→ **Exercise objective**:
Pictures are to be omitted, and every entry below is to be restated exactly.

→ **Image-grounded pointing data**:
- Opening Delimiter -

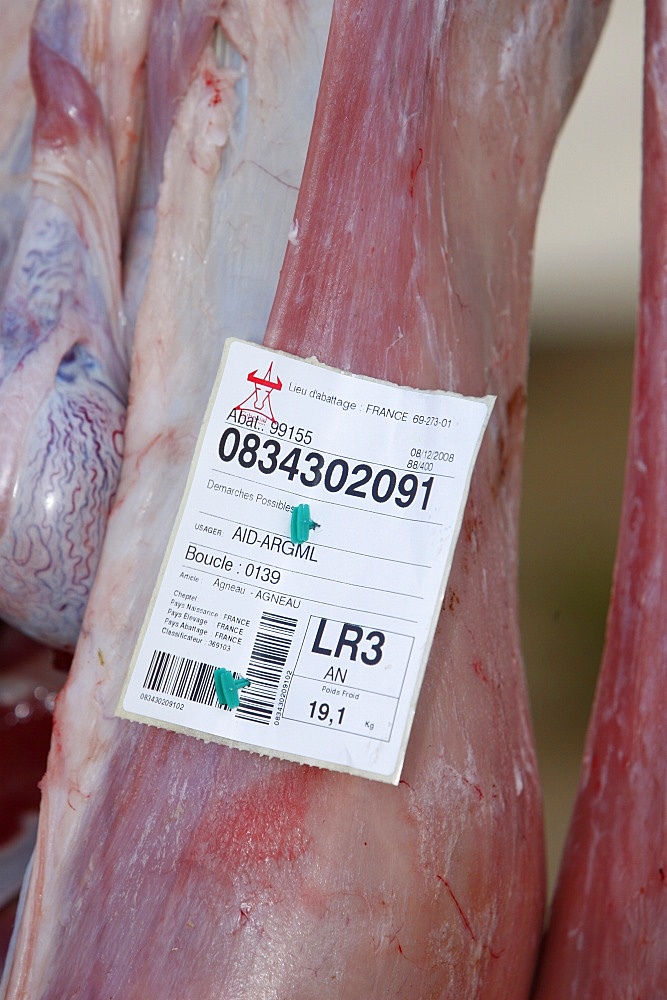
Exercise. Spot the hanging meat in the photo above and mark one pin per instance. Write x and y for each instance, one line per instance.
(169, 867)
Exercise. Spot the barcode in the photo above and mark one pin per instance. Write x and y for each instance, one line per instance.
(268, 657)
(192, 680)
(182, 677)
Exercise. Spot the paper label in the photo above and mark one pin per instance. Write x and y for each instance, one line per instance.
(333, 634)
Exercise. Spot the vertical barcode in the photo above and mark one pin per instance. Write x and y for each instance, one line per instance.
(181, 677)
(268, 657)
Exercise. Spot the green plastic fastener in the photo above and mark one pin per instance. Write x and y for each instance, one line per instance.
(301, 523)
(227, 686)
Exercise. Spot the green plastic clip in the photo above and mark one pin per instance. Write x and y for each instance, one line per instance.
(301, 523)
(227, 687)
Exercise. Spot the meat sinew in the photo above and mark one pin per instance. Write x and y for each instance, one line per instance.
(608, 931)
(168, 867)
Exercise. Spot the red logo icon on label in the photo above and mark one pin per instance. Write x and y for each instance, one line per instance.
(258, 403)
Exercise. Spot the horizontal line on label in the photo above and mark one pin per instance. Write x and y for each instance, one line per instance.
(314, 541)
(299, 498)
(282, 569)
(301, 597)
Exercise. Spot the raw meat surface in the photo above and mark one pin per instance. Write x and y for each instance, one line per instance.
(17, 108)
(64, 362)
(608, 931)
(167, 867)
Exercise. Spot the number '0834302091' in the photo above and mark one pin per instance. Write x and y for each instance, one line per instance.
(311, 468)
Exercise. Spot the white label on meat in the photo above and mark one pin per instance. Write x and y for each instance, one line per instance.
(332, 632)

- Closing Delimiter -

→ **Answer to the problem**:
Exercise. Spot the hanging meat in the photo above and mark one pin per instance. Write x and y for each instance, one line per instance.
(169, 867)
Exercise. Spot the barcode in the photo above and mark one pin per instance. Write x and y for each instance, one line per instance.
(268, 657)
(192, 680)
(182, 677)
Exercise. Spot the paper label in the photo above and mark one pin per instance. Write x and y for each instance, one line per instance.
(333, 634)
Exercise. Spot the vertical barcode in the photo above and mark one pin per instance. Write x and y for each instance, one line per instance.
(181, 677)
(268, 657)
Exercise. Spot the green plastic fastener in the photo above and mark one pin per instance. Write x and y for each instance, one line per instance.
(301, 523)
(227, 686)
Exercise. Spot the green plastic clip in the photo above and mark one pin per instance. Write x and y for each instance, one line per instance.
(301, 523)
(227, 687)
Exercise. Spot the meat sinew in the photo above and mark one pin per instance. Write x and y for each instance, one line per instance.
(608, 931)
(168, 867)
Exercise. Spot the red logo icon on label in the photo above and mark one pin per instance. Write x and y for each instance, one line per instance.
(258, 403)
Exercise. Spot the horizontal line on label in the photo above and mark one pin per instance. Write x and y for each instance, one line per instance.
(314, 541)
(299, 498)
(282, 569)
(301, 597)
Exercise. Spot the raw meat surface in the photo above and mark one pin per instance. Write x and y for each instance, one line per instance.
(17, 108)
(64, 362)
(608, 931)
(167, 867)
Exercise. Spot the number '0834302091' in the photo above and mark one pin per instance. Write x and y for each instance, one line per instance.
(311, 468)
Exercise. Spot the white label on meat in the photo above and mark one pin per instance. Write x and y for each instance, one line per instance.
(332, 632)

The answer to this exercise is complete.